### WRITTEN PROBLEM
Copy out each of the following rows exactly, leaving nothing out and changing nothing.

### RECORDS FOR PROCESSING
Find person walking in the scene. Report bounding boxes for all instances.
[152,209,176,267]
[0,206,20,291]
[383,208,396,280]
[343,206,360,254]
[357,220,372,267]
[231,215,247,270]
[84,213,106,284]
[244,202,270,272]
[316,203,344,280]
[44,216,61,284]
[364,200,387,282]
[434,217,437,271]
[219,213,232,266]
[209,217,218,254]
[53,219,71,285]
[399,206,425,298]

### EXERCISE RESPONSE
Find person walking in the scene. Report bounding boxes for all instances.
[152,209,176,267]
[0,206,20,291]
[383,208,396,280]
[343,206,360,254]
[357,220,372,267]
[231,215,247,270]
[84,213,106,284]
[244,202,270,272]
[316,203,344,280]
[44,216,61,284]
[364,200,387,282]
[434,217,437,271]
[219,213,232,266]
[209,217,218,254]
[53,219,71,285]
[399,206,425,298]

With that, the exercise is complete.